• [Problem details]: In the data below, the answer is the run of lines from the line containing "pattern on sock in the picture above?" through the line containing "pier in the picture above?", both included; print it exactly and nothing else.

• [Data listing]:
-------------------------
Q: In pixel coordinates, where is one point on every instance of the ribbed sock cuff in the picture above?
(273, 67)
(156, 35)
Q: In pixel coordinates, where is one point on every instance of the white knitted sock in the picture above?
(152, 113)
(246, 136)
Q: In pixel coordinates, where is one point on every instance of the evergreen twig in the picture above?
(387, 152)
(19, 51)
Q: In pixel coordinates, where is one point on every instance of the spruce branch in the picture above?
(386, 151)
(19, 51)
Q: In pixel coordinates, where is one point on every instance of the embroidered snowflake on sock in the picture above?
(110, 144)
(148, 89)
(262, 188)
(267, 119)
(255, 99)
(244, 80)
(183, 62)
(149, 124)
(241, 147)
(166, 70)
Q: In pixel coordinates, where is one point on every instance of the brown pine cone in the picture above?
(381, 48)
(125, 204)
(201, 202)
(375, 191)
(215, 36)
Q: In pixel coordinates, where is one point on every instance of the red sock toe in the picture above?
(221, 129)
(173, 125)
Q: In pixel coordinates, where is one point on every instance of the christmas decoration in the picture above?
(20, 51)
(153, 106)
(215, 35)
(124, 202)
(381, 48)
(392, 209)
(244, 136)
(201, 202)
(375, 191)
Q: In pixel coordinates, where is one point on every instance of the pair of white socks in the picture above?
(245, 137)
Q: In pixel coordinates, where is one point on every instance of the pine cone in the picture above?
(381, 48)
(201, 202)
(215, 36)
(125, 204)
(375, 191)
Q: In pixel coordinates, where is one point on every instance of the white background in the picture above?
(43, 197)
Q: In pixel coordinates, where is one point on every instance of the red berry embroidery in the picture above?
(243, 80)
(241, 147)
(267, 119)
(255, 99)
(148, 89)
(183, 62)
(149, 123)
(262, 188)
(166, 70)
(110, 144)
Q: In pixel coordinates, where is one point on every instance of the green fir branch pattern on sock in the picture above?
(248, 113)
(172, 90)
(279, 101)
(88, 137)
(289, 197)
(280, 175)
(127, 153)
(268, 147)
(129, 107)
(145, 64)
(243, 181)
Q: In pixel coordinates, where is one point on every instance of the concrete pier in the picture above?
-------------------------
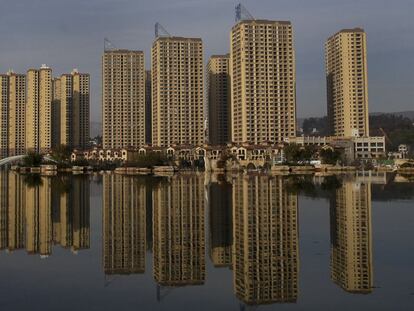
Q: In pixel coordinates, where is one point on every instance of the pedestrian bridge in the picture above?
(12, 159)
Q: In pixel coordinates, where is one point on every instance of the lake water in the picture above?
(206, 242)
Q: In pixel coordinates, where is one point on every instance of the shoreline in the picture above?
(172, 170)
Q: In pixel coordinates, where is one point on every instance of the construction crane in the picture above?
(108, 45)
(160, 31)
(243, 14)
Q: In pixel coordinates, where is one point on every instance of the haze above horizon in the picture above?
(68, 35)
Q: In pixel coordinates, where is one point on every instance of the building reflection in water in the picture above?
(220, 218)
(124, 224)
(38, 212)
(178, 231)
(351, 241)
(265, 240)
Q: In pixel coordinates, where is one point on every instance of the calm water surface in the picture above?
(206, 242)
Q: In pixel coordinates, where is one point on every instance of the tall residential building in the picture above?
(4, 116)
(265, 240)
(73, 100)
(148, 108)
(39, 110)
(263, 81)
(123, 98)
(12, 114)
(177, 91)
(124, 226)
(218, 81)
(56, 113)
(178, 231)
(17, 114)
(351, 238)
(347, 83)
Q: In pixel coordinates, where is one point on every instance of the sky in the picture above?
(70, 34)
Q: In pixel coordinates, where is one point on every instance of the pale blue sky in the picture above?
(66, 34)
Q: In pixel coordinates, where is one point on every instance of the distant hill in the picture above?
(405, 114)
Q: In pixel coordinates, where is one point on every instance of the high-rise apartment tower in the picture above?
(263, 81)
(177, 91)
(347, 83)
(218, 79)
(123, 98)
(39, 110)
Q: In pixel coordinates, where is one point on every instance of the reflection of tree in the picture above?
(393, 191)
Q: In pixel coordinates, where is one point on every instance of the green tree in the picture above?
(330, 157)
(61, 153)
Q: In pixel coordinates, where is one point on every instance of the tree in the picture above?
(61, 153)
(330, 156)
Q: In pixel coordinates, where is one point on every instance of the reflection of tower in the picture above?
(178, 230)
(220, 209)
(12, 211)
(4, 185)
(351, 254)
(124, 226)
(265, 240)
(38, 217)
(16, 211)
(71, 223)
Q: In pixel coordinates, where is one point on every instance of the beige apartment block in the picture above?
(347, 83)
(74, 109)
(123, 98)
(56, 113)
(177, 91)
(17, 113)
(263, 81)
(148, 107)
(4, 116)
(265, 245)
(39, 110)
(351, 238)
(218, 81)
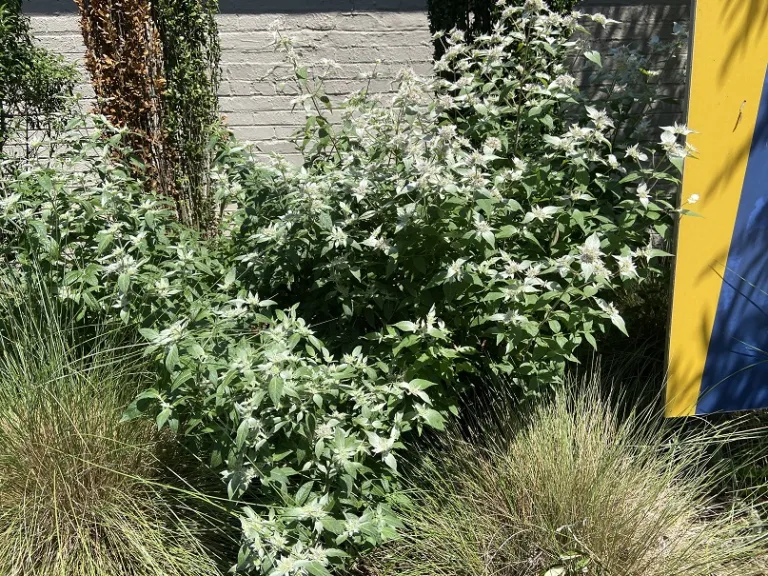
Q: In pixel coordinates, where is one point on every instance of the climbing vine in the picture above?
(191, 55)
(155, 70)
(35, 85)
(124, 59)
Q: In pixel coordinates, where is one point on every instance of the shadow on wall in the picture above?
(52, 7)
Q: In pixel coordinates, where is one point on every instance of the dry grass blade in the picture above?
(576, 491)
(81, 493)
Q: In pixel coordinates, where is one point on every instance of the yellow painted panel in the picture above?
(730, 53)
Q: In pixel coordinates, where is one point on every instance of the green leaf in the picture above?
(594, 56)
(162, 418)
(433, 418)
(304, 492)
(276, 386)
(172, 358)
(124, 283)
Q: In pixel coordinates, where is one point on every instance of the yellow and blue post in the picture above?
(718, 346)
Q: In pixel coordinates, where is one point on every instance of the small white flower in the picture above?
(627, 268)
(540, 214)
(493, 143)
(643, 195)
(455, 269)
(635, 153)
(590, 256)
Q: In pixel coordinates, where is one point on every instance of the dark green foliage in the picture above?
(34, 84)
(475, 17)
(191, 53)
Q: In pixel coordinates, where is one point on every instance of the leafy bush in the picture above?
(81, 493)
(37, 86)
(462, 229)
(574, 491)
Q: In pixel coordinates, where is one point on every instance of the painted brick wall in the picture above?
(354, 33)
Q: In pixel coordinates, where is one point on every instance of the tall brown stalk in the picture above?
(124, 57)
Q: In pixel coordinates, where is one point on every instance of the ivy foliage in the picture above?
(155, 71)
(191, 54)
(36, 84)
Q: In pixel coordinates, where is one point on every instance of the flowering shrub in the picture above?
-------------------------
• [Task output]:
Q: In pixel coordinates, where is one point on every instance of the green fir branch pattern on sock in the picture above?
(248, 113)
(172, 90)
(279, 101)
(88, 137)
(289, 197)
(280, 175)
(127, 153)
(268, 147)
(129, 107)
(145, 64)
(243, 181)
Q: In pixel coordinates, where is one point on every instance of the concrete pier in the picture above?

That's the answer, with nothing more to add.